* **WORK TO BE COMPLETED**:
Output exactly the first line of the listing and each line after it, through the line that contains "Phrase: water reflection"; add nothing else.

* **EXCERPTED RECORDS**:
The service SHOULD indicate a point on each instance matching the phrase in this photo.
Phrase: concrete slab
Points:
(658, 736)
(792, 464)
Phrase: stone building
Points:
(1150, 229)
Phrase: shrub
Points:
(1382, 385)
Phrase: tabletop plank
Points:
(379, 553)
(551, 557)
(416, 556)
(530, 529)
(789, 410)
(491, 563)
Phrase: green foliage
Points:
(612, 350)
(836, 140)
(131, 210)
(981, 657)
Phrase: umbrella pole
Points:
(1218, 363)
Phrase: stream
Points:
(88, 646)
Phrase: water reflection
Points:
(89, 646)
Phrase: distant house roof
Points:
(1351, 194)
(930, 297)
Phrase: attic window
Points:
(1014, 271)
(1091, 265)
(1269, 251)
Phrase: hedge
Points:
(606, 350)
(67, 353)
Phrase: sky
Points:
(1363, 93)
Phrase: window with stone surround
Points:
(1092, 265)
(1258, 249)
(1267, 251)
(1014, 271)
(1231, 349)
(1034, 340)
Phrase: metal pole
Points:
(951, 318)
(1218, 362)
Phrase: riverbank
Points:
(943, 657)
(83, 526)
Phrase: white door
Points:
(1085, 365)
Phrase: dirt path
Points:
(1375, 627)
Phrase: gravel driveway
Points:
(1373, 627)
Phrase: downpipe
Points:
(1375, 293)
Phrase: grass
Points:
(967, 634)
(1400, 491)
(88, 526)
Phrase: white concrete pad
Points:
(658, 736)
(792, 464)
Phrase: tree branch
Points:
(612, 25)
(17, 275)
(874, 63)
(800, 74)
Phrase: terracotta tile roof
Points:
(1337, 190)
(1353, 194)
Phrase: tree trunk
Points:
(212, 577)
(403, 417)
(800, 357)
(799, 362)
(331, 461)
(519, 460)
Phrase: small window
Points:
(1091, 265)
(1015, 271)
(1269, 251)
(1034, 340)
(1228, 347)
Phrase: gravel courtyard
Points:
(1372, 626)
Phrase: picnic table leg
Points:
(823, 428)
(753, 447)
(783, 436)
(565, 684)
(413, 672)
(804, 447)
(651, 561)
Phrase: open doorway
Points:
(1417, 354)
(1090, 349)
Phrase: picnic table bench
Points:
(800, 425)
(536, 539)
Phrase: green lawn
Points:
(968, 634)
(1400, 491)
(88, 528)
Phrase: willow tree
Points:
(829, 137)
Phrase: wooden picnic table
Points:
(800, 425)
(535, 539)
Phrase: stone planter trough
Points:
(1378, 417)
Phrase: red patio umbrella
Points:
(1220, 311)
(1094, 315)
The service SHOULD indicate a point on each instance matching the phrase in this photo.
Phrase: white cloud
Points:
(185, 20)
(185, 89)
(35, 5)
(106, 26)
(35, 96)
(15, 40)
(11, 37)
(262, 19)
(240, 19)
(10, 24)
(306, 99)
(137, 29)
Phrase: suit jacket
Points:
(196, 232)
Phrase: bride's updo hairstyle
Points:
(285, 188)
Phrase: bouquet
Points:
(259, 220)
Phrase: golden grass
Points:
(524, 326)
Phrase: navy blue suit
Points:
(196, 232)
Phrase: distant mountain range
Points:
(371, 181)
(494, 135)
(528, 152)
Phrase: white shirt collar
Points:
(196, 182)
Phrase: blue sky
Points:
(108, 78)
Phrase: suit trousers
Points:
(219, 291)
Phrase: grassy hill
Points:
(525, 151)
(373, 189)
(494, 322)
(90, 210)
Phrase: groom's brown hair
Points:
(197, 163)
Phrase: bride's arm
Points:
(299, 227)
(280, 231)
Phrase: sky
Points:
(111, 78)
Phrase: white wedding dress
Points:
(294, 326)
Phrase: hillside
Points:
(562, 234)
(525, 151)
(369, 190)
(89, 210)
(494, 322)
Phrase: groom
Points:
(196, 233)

* **ANSWER FOR THE TASK**:
The service SHOULD indicate a point on each instance matching the phrase in this photo.
Phrase: concrete slab
Points:
(658, 736)
(792, 464)
Phrase: stone building
Points:
(1150, 229)
Phrase: shrub
Points:
(1382, 385)
Phrase: tabletop plank
Points:
(379, 553)
(551, 557)
(416, 556)
(530, 529)
(789, 410)
(491, 563)
Phrase: green foliage
Points:
(612, 350)
(836, 140)
(131, 210)
(981, 657)
Phrase: umbrella pole
Points:
(1218, 363)
Phrase: stream
Points:
(88, 646)
Phrase: water reflection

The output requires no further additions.